**Kutipan**.
Untuk itu, pihak Inggris mengirimkan tim-tim pendeta kerajaan ke lokasi tersebut. Di Tapanuli saja ada diutus beberapa orang, sbb;
1. Pendeta Burton yang bertugas menguasasi bahasa Batak dan menerjemahkan Bibel ke Bahasa Batak, bertindak sebagai pemimpin misi.
2. Pendeta Ward, seorang dokter yang meneliti pengaruh penuakit menular, epidemik yang menjangkiti penduduk Batak.
3. Pendeta Evans, bertugas mendirikan sekolah-sekolah pro-Eropa.
Ketiganya merupakan tim ekspedisi dalam infiltrasi pasukan Inggris di Tanah batak yang akan berprofesi sebagai pendeta agar tidak terlalu mendapat penolakan di sebagian besar mayarakat Batak yang telah menganut agama Parmalim, agama S.M. Raja, di pusat-pusat kerajaan Batak.

1823-1824
Pertahanan benteng SM Raja di Humbang, yang ‘splendid isolation’ dan tertutup untuk pihak-pihak tidak resmi, sangat kuat dan tidak dapat disusupi, pelabuhan Barus bebas dari penyusup.. Tim tersebut hanya berhasil masuk melalui pantai Sibolga dan daerah Angkola yang mayoritas penduduknya muslim dan terbuka. Burton dan Ward berhasil memasuki Tanah Batak, melalui pelabuhan Sibolga tempat beberapa komunitas Inggris menetap berdagang, menyisir hutan belantara dan mencapai Lembah Silindung. Misi berhasil. Namun ketika akan menyusup ke Toba, pusat kehidupan sosial masyarakat Batak, Ward memberikan instruksi untuk mundur. Epidemik Kolera masih mengganas di Toba dan Humbang. Burton dan Ward mundur ke Sibolga. Dari sini ‘character assasination’ terhadap panglima-panglima Padri dilancarkan.

Perseteruan antar penjajah untuk menguasai Tanah Batak muncul. Belanda menggantikan posisi Inggris di Tapanuli, sesuai ‘Traktat London’. Pendeta-pendeta Inggris diusir. Mereka yang sudah berhasil memasuki wilayah privasi para Panglima tersebut dituduh bersekongkol dengan Padri.

**Bahan Latihan**.
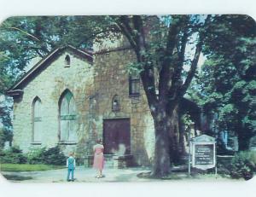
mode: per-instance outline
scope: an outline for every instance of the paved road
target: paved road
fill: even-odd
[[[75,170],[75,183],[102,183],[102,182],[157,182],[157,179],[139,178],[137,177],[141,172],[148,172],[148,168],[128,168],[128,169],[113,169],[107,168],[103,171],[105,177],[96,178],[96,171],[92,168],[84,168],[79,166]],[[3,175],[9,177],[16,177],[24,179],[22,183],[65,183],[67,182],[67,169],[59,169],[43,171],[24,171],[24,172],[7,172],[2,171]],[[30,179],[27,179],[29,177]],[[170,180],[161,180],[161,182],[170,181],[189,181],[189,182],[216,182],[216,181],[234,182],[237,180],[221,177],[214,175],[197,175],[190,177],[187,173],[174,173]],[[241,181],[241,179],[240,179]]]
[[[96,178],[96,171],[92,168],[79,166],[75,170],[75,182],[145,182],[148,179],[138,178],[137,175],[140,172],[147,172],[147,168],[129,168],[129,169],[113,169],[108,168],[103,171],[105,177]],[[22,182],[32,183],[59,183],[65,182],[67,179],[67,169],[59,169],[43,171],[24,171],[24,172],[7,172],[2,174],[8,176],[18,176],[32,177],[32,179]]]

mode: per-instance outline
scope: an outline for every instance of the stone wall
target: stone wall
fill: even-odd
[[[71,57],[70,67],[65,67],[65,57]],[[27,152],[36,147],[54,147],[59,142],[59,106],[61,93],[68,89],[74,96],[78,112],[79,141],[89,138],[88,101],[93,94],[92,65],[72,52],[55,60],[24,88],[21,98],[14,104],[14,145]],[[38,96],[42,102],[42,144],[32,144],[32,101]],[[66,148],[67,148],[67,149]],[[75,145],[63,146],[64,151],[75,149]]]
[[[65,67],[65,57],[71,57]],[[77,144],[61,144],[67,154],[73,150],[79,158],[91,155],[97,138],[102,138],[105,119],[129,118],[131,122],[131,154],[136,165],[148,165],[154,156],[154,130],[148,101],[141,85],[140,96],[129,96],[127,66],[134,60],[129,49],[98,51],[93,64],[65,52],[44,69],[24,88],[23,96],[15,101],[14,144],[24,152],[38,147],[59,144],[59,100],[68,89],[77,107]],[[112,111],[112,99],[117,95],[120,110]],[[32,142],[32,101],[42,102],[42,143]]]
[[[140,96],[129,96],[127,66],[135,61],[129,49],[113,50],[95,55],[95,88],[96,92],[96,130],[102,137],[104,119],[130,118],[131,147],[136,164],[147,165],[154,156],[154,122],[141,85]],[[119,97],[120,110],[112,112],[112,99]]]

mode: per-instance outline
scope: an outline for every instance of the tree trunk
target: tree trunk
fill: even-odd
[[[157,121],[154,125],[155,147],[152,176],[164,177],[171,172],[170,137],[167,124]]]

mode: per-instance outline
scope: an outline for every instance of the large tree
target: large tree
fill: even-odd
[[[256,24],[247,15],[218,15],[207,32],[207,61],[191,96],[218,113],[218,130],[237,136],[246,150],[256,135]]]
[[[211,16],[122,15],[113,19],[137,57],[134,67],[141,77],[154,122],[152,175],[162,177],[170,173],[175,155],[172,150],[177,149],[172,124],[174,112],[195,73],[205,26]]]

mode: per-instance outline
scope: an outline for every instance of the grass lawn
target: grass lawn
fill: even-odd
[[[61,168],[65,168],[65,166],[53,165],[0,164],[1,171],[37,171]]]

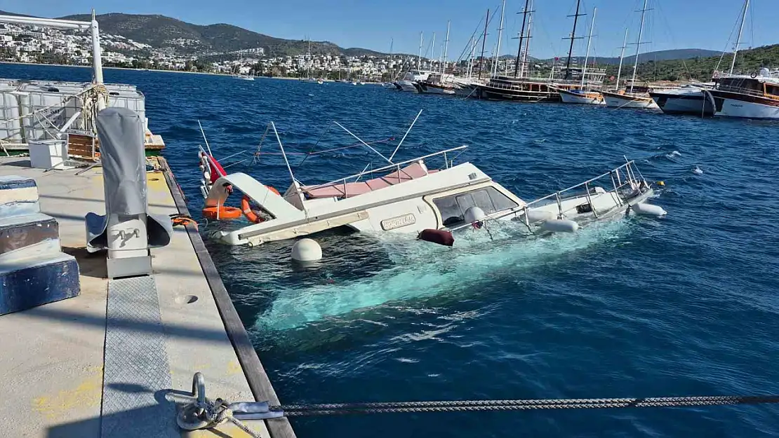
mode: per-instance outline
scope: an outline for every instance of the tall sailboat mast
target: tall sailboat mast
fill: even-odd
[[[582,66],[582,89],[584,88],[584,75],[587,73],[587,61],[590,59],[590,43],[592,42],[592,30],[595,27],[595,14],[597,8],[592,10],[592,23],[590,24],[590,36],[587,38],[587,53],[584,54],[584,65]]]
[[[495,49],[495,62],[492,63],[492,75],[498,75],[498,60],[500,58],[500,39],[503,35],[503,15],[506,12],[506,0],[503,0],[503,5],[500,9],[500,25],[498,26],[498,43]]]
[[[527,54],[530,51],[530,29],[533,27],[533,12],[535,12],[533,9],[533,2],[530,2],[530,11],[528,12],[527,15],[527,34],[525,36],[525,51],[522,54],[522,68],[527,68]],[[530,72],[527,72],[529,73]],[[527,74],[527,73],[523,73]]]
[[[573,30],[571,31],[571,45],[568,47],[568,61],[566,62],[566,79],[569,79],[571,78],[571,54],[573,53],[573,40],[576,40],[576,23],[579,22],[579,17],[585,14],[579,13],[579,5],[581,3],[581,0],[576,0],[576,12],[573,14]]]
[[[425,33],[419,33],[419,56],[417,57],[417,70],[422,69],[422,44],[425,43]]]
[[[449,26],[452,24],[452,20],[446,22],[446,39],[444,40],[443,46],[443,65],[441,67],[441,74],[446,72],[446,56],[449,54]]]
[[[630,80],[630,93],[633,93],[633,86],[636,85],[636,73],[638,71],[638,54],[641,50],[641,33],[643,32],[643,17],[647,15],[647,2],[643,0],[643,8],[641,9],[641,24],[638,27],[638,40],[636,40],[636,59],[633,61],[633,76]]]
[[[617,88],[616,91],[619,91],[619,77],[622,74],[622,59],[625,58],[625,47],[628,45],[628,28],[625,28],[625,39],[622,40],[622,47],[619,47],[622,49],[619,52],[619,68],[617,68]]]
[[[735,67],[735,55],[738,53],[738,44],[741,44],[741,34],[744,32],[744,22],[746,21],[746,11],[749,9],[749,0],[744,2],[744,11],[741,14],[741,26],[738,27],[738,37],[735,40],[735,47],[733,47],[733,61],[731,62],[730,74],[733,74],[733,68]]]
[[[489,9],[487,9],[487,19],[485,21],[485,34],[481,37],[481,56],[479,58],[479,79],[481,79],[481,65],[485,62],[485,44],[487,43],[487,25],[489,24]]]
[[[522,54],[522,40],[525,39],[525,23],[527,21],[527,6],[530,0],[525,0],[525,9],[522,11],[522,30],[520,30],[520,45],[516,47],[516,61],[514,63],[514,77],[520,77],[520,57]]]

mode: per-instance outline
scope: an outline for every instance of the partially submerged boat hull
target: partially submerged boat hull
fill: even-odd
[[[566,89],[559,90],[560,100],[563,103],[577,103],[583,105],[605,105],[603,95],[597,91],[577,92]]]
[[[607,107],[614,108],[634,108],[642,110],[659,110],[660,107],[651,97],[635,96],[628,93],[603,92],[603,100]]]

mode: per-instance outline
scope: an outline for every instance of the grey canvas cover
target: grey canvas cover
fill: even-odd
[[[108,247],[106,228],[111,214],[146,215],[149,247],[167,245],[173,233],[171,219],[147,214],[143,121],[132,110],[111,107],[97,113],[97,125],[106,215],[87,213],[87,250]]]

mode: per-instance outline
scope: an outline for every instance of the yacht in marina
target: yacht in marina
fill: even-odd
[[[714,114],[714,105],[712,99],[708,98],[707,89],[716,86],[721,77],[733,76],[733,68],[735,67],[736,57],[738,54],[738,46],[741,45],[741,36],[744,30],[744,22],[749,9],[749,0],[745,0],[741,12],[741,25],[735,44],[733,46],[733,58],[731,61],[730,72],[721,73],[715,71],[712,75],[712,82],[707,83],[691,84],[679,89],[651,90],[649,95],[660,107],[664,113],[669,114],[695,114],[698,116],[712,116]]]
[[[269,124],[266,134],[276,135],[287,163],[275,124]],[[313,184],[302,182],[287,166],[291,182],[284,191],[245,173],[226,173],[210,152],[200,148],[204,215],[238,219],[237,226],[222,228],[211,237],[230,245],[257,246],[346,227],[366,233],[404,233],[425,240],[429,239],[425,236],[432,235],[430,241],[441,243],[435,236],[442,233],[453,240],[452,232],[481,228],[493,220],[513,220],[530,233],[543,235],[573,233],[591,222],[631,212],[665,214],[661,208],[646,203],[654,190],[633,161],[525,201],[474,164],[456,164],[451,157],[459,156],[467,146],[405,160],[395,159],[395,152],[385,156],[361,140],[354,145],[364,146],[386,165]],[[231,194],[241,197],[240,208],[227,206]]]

**Tugas**.
A - Menurut kutipan, melalui pelabuhan mana Burton dan Ward berhasil memasuki Tanah Batak?
B - Daftarkan setiap baris yang memuat kata "canvas".

**Jawaban**.
A - Melalui pelabuhan Sibolga.

B -
scope: an outline for every instance of the grey canvas cover
target: grey canvas cover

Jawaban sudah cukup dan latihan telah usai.